Stored entries:
"""

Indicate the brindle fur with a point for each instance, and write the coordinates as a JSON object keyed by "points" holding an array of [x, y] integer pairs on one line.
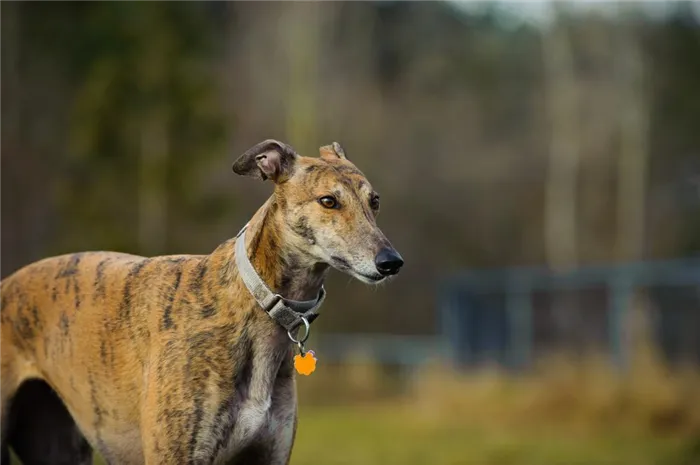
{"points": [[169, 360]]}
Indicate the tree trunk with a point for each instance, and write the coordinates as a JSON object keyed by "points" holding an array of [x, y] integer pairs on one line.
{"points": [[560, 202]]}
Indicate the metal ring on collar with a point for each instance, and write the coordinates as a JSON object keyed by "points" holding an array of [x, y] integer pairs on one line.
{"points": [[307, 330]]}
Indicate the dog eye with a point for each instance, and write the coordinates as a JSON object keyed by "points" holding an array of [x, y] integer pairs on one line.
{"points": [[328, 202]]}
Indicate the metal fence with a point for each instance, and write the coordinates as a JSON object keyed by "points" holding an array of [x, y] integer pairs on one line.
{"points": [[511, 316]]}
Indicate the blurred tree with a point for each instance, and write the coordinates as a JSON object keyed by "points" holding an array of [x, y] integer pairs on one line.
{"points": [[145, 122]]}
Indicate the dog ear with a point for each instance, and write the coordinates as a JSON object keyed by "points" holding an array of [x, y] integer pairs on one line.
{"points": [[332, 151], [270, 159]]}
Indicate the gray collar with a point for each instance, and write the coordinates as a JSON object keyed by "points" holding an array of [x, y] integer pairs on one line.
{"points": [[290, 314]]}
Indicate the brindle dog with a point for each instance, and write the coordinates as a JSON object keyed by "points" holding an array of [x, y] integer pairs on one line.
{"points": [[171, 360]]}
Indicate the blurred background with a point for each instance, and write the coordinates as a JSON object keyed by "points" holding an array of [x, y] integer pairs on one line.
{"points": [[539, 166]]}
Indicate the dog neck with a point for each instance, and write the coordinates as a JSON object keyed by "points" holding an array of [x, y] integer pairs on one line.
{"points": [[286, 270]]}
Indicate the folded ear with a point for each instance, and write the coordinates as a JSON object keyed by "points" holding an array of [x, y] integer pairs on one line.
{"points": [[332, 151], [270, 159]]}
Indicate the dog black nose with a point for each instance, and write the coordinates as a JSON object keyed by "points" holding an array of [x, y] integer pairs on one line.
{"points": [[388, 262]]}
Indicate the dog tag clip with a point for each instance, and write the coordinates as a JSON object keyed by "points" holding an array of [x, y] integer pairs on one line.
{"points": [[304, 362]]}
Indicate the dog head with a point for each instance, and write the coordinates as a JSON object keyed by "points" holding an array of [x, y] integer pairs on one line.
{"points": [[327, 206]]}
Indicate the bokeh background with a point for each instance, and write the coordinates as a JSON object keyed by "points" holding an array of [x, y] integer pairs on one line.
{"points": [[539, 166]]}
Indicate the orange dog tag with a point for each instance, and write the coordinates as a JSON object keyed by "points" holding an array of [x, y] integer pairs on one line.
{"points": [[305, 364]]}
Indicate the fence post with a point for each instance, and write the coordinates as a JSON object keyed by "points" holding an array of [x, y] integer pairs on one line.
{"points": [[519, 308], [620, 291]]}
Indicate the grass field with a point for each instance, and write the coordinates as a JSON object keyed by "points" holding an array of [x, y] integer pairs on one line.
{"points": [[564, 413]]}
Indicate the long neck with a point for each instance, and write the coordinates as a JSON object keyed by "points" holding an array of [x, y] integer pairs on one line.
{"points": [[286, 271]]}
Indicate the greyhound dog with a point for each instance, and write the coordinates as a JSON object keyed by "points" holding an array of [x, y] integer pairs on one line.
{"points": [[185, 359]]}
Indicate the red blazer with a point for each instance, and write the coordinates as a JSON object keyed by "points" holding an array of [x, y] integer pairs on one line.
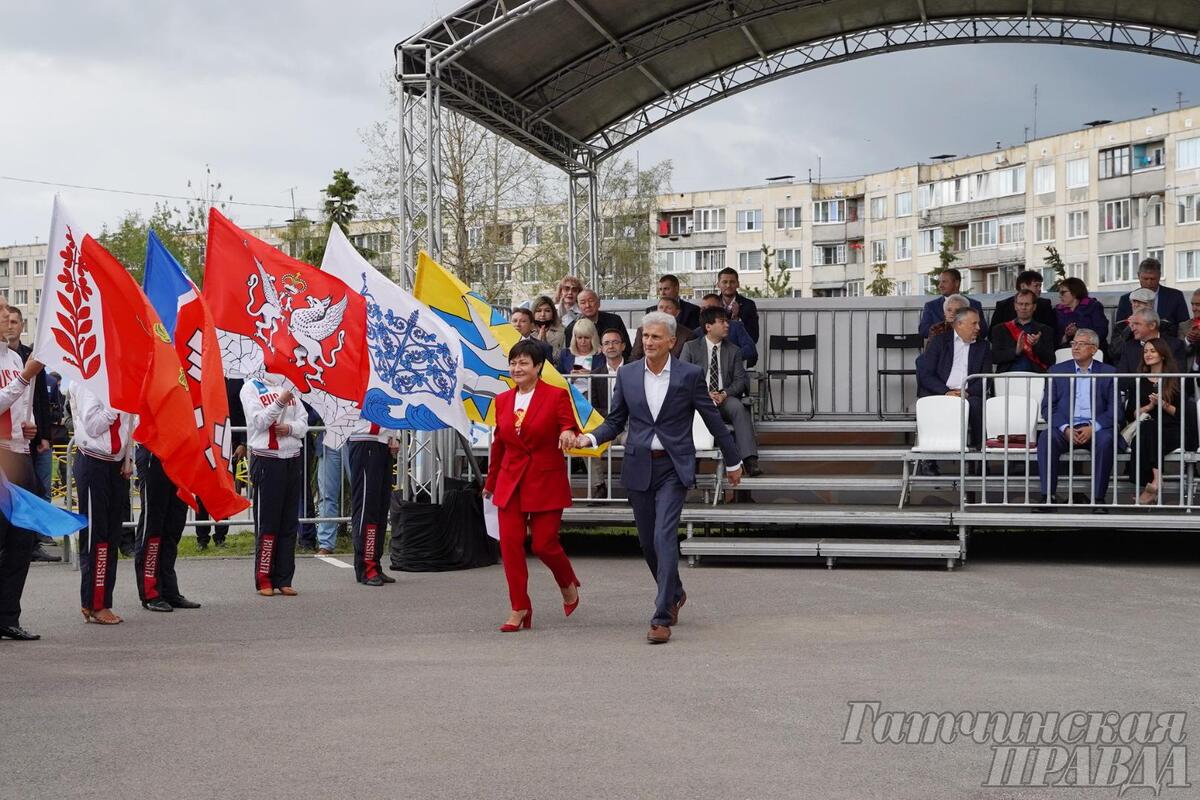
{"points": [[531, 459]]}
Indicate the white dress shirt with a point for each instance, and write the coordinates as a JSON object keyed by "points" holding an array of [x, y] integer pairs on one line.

"""
"""

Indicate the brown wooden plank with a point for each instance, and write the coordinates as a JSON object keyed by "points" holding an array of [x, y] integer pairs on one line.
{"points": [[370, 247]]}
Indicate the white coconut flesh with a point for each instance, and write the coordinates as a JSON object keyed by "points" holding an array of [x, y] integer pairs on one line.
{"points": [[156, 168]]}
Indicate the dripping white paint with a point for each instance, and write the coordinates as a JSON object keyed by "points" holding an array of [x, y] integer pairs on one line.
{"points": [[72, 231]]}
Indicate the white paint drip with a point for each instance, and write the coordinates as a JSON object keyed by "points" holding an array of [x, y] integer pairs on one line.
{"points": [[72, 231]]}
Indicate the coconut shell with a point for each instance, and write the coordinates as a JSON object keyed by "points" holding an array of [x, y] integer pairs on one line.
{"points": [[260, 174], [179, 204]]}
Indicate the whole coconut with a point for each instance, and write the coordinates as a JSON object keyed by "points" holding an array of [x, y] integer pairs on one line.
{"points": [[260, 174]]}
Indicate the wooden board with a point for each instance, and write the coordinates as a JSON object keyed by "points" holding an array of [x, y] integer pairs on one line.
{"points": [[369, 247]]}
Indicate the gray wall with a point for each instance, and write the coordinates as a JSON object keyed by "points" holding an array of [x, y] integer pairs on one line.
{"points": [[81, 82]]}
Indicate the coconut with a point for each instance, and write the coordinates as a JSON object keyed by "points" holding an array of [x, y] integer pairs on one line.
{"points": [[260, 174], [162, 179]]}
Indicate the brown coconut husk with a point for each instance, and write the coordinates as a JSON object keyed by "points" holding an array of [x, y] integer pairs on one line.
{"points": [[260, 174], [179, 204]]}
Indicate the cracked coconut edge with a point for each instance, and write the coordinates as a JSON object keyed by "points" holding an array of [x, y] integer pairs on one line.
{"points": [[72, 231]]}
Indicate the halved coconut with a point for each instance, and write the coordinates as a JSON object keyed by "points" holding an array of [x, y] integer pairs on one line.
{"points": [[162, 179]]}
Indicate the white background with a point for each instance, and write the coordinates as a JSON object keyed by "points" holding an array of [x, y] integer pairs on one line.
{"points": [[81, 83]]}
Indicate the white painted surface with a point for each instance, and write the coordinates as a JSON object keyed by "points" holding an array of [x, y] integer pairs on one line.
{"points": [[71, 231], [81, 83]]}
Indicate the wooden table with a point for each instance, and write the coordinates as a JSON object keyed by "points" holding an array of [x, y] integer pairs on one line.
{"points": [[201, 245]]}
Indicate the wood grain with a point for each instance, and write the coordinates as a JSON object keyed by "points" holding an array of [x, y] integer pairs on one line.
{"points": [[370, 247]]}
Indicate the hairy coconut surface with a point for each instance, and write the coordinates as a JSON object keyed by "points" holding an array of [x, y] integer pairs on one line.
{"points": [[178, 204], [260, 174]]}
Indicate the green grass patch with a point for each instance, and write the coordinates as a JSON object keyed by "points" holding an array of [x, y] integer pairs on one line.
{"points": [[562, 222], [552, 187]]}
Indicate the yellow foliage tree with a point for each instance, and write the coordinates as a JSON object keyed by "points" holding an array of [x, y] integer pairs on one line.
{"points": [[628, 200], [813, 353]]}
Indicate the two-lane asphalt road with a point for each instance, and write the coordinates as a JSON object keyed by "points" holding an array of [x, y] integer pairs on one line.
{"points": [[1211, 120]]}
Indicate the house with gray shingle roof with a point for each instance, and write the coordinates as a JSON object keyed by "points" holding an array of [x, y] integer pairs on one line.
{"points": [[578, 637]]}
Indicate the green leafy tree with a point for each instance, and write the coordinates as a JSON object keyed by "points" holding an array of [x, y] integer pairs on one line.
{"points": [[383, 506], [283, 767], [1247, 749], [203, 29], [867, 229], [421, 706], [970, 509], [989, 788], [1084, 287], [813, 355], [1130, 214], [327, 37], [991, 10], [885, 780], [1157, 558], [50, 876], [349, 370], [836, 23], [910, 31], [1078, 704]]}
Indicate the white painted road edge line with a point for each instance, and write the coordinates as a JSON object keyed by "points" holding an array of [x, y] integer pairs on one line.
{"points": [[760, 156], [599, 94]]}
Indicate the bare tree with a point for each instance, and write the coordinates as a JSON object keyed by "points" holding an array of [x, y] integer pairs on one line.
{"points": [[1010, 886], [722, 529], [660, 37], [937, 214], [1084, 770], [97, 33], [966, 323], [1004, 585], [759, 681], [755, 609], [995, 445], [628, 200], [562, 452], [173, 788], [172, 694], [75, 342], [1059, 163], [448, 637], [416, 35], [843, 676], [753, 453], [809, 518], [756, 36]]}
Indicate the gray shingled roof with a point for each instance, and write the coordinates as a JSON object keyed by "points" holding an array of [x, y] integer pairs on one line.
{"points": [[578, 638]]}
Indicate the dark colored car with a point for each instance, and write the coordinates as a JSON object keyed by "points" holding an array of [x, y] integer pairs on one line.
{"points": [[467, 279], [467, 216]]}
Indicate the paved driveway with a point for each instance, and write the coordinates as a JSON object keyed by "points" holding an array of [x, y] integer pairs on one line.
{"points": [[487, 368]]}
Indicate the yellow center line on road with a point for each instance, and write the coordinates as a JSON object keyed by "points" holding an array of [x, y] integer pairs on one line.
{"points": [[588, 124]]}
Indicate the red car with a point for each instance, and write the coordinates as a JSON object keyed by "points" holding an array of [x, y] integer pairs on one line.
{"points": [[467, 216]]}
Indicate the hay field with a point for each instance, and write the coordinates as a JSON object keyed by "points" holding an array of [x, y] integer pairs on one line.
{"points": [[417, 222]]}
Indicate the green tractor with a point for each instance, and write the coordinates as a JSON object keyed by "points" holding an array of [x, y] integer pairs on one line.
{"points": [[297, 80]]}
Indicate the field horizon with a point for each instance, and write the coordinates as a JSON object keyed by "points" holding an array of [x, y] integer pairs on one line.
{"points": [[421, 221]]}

"""

Task => Pick out every line in the items above that contains the word "brown" and copy each one.

Answer for this exercise =>
Indicate the brown wooden plank with a point for each instance, and write the coordinates as a JSON object keyed by "points" holding an array of [x, y] integer pairs on one line.
Indicate the brown coconut husk with a point for each instance, and write the coordinates as a JSON object keyed by "points" holding an array of [x, y] integer pairs on one line.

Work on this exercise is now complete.